— Directions for this task —
Reproduce the records starting with the line containing "Query: green foliage" and going on through the end of the records, with every "gosling" swapped for "young goose". Leave everything else in those lines unchanged.

— Listed records —

↓

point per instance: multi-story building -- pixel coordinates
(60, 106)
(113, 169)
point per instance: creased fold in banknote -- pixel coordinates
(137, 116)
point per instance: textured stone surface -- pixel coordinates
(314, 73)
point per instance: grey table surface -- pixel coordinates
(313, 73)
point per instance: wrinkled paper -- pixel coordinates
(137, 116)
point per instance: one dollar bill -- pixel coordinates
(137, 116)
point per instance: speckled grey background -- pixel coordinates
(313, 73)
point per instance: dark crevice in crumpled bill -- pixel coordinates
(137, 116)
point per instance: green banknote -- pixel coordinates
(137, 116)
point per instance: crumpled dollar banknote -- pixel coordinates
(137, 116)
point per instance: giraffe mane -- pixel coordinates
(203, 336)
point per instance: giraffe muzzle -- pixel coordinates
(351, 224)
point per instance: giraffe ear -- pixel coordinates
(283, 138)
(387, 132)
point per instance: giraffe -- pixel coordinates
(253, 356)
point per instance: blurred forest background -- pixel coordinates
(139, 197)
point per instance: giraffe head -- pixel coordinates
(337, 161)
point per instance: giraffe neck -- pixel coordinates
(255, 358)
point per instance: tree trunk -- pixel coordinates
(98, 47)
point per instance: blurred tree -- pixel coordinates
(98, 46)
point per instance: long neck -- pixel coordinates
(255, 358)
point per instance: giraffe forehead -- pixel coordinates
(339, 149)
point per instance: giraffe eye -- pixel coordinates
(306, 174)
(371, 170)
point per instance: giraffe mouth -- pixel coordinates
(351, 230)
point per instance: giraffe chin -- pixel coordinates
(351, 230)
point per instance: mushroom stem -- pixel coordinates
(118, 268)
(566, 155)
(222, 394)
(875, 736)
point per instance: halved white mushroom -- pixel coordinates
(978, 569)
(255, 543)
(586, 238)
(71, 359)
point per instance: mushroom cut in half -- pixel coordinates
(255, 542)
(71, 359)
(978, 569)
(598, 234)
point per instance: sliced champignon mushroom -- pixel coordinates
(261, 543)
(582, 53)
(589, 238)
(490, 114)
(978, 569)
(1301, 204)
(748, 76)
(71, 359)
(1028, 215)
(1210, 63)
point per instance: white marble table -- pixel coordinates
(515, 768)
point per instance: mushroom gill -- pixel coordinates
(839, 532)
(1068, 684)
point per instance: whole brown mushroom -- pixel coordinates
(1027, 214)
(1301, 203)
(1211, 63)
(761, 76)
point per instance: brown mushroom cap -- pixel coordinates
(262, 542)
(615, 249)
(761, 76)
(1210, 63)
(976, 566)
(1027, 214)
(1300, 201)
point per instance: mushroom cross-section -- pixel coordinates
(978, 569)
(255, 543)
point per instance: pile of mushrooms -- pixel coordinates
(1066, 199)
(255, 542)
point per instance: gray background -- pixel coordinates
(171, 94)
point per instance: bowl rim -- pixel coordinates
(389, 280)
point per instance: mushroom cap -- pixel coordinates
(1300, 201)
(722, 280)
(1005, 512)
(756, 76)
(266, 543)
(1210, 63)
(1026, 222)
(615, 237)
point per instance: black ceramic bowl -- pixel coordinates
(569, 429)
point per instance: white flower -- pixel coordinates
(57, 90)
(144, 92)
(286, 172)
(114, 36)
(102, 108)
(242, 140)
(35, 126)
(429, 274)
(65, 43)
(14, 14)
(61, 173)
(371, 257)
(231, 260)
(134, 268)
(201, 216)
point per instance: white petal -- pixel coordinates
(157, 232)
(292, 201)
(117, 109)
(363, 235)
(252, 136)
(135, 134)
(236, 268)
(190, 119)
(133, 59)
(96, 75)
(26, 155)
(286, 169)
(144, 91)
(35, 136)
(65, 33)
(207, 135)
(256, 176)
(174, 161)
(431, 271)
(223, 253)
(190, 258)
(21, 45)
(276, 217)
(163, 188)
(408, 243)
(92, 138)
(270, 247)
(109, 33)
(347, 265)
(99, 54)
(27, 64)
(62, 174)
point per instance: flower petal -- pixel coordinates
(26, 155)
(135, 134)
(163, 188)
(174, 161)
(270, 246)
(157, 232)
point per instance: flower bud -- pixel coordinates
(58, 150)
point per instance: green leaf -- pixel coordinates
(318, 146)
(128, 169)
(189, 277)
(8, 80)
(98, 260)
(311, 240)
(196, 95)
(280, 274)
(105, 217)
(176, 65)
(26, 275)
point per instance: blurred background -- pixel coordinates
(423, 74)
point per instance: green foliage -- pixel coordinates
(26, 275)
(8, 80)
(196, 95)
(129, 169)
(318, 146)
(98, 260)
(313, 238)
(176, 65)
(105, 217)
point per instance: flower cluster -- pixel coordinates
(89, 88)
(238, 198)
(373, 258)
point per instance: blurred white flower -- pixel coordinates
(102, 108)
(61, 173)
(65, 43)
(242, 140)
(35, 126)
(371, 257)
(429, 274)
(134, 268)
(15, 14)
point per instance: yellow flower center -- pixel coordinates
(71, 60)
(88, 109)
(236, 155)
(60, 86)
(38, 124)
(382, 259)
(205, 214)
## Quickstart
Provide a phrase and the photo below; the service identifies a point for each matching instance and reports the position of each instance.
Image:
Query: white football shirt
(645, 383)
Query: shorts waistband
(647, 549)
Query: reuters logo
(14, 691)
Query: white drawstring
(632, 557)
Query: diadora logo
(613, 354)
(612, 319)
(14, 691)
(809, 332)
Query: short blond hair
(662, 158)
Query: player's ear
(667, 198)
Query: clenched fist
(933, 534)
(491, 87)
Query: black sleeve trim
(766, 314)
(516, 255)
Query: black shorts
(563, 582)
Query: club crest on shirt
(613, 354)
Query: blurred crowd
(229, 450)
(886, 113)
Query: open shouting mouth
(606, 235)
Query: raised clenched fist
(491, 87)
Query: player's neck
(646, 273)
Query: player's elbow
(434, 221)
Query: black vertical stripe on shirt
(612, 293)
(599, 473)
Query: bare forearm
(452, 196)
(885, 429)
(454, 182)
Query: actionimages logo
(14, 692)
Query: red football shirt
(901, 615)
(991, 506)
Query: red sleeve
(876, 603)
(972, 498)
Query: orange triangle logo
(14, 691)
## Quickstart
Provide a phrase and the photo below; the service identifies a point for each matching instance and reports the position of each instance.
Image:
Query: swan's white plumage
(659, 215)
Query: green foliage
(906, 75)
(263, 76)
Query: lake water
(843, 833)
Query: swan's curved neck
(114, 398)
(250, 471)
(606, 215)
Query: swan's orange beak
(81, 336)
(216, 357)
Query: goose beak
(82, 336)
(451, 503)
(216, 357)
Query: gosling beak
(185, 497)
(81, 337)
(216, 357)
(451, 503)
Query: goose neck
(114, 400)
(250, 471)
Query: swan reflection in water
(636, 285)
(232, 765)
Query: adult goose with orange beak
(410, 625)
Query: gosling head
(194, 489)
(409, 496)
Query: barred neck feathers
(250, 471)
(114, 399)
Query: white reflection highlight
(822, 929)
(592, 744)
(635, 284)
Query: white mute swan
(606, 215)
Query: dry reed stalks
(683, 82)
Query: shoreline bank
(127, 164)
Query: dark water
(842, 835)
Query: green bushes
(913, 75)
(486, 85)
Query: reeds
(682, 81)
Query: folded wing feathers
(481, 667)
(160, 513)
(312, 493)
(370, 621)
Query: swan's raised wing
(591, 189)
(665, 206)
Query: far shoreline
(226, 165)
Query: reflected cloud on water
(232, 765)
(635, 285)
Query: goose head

↑

— Correct response —
Query: green foliage
(906, 75)
(263, 76)
Query: lake water
(843, 833)
Query: swan's curved neck
(114, 398)
(250, 471)
(606, 215)
Query: swan's orange beak
(81, 336)
(216, 357)
Query: goose beak
(82, 336)
(451, 503)
(216, 357)
Query: young goose beak
(185, 497)
(81, 337)
(216, 357)
(451, 503)
Query: goose neck
(114, 400)
(250, 471)
Query: swan reflection in water
(636, 285)
(232, 765)
Query: adult goose with orange beak
(410, 625)
Query: young goose head
(194, 489)
(409, 496)
Query: barred neck feathers
(250, 471)
(114, 399)
Query: white reflection highlight
(822, 929)
(592, 744)
(635, 284)
Query: white mute swan
(606, 215)
Query: dry reed stalks
(683, 82)
Query: shoreline bank
(127, 164)
Query: dark water
(842, 835)
Query: green bushes
(913, 75)
(486, 85)
Query: reeds
(682, 81)
Query: folded wing feathers
(481, 667)
(160, 513)
(312, 493)
(370, 621)
Query: swan's raised wing
(591, 189)
(665, 206)
Query: far shoreline
(226, 165)
Query: reflected cloud on water
(232, 765)
(635, 285)
Query: goose head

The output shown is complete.